=== Section Start ===

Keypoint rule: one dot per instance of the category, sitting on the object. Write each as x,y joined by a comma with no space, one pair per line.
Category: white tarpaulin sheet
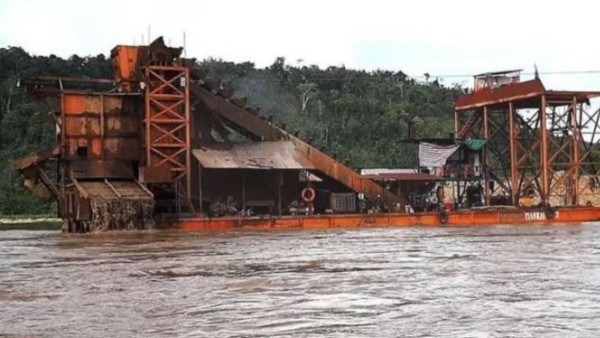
435,155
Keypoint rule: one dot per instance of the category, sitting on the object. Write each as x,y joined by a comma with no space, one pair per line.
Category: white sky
438,37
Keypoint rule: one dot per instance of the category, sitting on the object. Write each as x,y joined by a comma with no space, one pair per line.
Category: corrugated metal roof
112,190
518,92
259,155
403,177
379,171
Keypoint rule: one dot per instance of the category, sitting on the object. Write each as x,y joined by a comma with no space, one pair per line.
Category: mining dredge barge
161,144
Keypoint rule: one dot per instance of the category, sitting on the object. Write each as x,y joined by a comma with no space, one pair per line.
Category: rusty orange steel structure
132,143
167,124
538,140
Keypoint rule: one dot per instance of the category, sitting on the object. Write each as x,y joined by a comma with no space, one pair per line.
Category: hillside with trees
359,116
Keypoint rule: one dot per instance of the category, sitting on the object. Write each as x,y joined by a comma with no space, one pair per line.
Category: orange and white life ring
308,195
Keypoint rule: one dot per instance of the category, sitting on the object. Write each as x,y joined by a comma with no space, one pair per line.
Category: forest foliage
360,116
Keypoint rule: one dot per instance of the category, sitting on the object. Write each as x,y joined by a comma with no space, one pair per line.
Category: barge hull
455,219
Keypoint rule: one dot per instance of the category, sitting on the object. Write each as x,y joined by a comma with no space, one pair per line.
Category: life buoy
443,217
308,195
550,211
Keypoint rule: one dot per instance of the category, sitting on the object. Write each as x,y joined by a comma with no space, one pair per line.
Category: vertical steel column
168,136
514,169
575,160
486,155
188,136
456,124
544,150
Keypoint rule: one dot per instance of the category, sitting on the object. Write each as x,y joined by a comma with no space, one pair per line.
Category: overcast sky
437,37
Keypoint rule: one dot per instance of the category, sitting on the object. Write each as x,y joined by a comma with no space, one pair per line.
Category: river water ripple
499,281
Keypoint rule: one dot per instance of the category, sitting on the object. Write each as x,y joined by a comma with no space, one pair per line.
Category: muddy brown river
534,281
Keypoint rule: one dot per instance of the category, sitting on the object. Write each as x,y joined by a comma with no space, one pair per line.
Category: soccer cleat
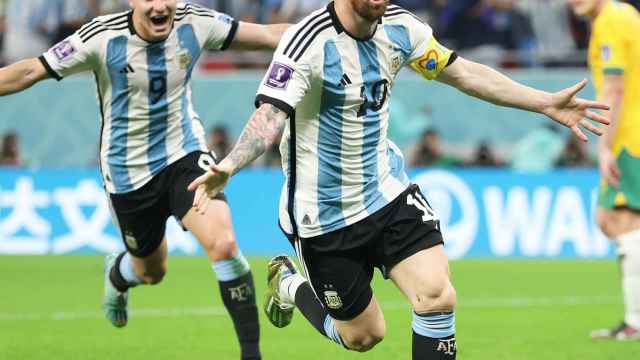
114,302
277,307
622,332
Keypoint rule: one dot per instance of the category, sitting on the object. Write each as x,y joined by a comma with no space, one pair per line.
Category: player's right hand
609,169
209,185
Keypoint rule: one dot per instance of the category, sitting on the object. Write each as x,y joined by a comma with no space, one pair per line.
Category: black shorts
340,264
141,215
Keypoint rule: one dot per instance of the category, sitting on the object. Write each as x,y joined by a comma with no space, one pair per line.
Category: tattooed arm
258,135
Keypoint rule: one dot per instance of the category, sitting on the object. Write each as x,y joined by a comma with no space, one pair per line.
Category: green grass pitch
520,310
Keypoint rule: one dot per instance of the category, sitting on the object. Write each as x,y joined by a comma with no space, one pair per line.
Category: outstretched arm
258,135
21,75
257,36
488,84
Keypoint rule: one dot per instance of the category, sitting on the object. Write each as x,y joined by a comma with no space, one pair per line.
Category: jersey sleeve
219,29
70,56
612,48
286,82
428,57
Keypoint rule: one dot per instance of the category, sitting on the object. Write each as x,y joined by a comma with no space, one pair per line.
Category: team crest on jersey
130,239
184,59
63,50
332,299
396,62
279,76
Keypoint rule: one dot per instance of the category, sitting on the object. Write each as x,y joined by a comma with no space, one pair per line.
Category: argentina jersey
144,89
339,164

=== Section End ===

[TASK DESCRIPTION]: Every line above should be transcribed word for word; leave the pictures out.

[SOLUTION FOR THIS TASK]:
Keypoint rule: one dot per instance of the category, sitting on the object. Write each as x,y joined by a comma with no space, one pair per line.
Category: white tarpaulin sheet
435,155
Keypoint rule: one dot per instance of the category, sitting on the object. Write each as x,y joined by a comma with no space, one pair per line.
Category: white sky
438,37
Keypoint rule: one dot per instance of the category, sitting on the object. Write each as x,y joined by a comma with no space, one pair per line.
Category: corrugated metal roof
112,190
518,92
259,155
403,177
379,171
Keypoint rule: one dot per instance of the category, sitting on the object. Write each as x,y joined by a comma with no space, one pair per line.
Category: mining dredge barge
161,144
Keypoint rule: one dot per instance of the category, sitting on the object. Write each as x,y joined by a comma with no space, one pair per line.
Category: rusty orange steel structure
132,143
167,124
538,140
Keypoint rule: one dot per instance of the category, sitting on the object. Write each as x,y joined by a comma with no space, one pair per line.
Category: hillside with trees
359,116
Keypoint rule: one dot per instance of the category, sitting on the object. Write each as x,y joined by a comma with no space, one pair per line.
Category: orange and white life ring
308,195
Keypoint rule: one dot per instance of the category, sitting on the object. Write each as x,y joined by a comma with no space, one pair per line.
Category: forest foliage
360,116
Keypoint rule: one dot per instance of the category, sitting on the object. Write each as x,y joined by a comma with no space, one pair per line.
Category: barge hull
455,219
Keypoint rule: one dot per instance of the category, sitting on the object. Write each as x,y joined by a comma with no space, one pair per line.
Category: life buoy
443,217
308,195
550,211
Keypoint rule: one dot per instance of the category, sitting on the object. Write each as x,y joined by a comma with no space, one pair per line.
Category: vertical steel column
168,136
514,169
575,160
486,155
188,136
456,124
544,150
Keypoint rule: one dot per instance of the category, sitting on the object. Write each as x,y joined by a comma with no space, one pair per line.
Category: overcast sky
437,37
Keypoint rule: one dot per instance of the category, sitting on the object. Write each as x,y joined by a comma with no space, one pair per line.
Category: river water ripple
499,281
Keypoint rule: one dot per instance of the category, sitting on the object. Write each as x,y joined by a comma with no space, one pair per line.
Category: muddy brown river
534,281
Keypoint rule: one dot per instance of the category, sitting on the object. Write each as x,y joined by a comma with no space, one pair per line.
Category: soccer cleat
114,302
277,307
622,332
Keypoint rule: one dot per instance of the category, sitting on the object. Write each as x,y joined by a comma with no space, one pair per line.
Category: player's right hand
609,169
209,185
Keypoint rule: one dot per instance of the category, sitting on the object. Write each as x,y joined by a comma with no space, one pair per line.
Category: black shorts
340,264
141,215
Keypoint rule: one dot per instance of the category, sitting on the object. Write each as x,y joined by a comma with no space, one pair per line.
Category: tattooed arm
258,135
Keypoint rule: one dot per instance of the category, sitting on the object. Write each as x,y joined by a comma with no space, one pair per line.
Category: green grass pitch
520,310
Keypoint rule: one dot per instance of the category, sitting on the object. Write each as x,y joined by a comma with no space, one pair per line.
Category: outstretched arm
258,135
21,75
257,36
488,84
Keypoint rule: one dot per instance of the category, sitting on the object. Write each as x,y joined by a comma with no space, one pair per line.
Category: jersey sleeve
219,29
70,56
612,48
286,82
428,57
Keypoint rule: one dot per instance of the category, sitting on the object. Write each as x,y joined by a comma with no space, one pair per line.
Category: team crest on jersey
130,239
184,59
63,50
332,299
396,62
279,76
Keypoint rule: one dot per instance of the category, sitting on the object. Write each as x,y joined by a comma with no space, one pair per line.
Category: argentina jersey
144,89
339,164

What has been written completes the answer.